┌─ Input rows

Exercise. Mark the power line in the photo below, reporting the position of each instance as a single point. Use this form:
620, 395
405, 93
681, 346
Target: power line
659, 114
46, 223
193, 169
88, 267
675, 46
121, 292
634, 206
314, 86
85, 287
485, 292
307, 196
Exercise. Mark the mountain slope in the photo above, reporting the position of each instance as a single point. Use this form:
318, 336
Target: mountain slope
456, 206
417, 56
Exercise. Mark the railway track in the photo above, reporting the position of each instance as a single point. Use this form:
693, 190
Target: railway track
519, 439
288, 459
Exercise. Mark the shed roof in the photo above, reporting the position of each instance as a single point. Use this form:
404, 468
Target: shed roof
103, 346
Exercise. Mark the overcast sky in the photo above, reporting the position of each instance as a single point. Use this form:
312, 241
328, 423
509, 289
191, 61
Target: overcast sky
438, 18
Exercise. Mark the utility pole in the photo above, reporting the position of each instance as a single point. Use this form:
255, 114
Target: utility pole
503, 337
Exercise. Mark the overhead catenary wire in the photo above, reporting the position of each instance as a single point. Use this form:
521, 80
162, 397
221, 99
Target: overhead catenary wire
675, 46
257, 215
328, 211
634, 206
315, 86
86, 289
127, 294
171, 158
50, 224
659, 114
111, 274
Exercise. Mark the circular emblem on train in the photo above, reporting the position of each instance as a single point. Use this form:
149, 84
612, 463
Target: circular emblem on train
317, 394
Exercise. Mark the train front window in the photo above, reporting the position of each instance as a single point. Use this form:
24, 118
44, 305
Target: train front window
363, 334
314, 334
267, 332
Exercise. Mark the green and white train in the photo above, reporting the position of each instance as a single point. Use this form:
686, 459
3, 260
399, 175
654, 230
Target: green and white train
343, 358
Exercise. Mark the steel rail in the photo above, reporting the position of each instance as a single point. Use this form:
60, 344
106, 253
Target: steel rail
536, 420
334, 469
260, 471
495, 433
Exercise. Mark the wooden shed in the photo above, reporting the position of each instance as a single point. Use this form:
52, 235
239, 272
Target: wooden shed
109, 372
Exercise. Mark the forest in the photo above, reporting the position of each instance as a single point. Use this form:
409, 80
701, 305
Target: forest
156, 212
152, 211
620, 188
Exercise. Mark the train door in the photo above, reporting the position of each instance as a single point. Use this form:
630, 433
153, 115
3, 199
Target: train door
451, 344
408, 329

└─
┌─ Input rows

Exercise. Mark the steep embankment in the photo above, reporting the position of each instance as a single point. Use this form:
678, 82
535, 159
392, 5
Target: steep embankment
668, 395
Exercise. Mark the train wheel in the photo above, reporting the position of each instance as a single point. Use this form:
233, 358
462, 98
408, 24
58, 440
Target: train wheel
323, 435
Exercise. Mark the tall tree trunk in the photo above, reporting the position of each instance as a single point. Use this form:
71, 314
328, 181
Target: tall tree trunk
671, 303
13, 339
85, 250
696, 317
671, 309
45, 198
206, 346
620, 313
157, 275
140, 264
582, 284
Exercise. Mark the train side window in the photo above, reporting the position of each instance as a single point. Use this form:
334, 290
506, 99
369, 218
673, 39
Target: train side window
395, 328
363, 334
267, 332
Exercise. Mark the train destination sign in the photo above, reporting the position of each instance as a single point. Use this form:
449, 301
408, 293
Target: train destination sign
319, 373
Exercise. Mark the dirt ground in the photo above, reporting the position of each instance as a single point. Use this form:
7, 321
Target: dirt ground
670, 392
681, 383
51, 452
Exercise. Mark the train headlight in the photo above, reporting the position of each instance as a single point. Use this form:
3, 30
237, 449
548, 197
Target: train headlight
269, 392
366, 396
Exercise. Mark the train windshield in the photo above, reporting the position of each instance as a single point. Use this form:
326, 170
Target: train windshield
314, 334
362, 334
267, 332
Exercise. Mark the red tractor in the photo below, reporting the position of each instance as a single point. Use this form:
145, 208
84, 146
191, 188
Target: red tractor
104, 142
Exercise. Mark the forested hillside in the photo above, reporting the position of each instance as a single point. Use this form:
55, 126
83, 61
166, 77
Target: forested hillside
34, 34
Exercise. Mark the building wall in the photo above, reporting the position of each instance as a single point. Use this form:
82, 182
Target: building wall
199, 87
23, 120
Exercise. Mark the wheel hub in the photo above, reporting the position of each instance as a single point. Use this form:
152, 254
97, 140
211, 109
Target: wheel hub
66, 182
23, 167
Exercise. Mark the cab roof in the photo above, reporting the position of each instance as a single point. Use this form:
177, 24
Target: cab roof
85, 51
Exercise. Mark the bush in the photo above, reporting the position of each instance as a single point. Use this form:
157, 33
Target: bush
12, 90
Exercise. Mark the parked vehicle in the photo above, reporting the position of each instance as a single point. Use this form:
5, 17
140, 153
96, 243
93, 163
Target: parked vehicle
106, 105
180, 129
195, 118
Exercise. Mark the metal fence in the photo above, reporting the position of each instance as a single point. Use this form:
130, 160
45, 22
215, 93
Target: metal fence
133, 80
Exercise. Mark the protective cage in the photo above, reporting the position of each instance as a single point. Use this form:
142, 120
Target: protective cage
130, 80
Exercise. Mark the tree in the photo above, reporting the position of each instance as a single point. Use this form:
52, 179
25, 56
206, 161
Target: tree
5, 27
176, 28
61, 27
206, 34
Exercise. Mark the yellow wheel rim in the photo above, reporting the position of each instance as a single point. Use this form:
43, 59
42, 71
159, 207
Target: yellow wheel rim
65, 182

└─

Short exercise:
Count the lines in the rows above that contain the word "tall". Give only the number.

Task solution:
2